Recorded data

▬▬▬

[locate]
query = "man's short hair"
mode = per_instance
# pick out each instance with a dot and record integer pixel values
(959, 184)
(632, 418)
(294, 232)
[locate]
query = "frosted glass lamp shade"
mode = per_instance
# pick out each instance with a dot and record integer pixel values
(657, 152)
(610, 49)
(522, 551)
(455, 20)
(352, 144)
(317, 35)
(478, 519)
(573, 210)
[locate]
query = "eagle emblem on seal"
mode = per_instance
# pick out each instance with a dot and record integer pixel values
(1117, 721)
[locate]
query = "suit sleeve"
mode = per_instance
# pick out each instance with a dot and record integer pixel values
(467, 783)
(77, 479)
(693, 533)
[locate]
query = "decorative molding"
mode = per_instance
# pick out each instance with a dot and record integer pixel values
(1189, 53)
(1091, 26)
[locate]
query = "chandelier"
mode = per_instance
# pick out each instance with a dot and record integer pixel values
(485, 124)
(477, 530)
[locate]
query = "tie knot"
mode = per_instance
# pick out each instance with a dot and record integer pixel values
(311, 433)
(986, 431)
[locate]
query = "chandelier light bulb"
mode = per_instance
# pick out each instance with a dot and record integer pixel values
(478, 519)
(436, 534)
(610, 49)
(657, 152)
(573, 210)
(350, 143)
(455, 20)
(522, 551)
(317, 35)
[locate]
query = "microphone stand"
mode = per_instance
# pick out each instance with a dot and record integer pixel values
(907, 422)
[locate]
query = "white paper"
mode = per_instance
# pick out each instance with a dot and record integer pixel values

▬▬▬

In the records above, find every line with the word "chandelier" and copy it.

#### [Written response]
query = "chandelier"
query = "chandelier light bulb"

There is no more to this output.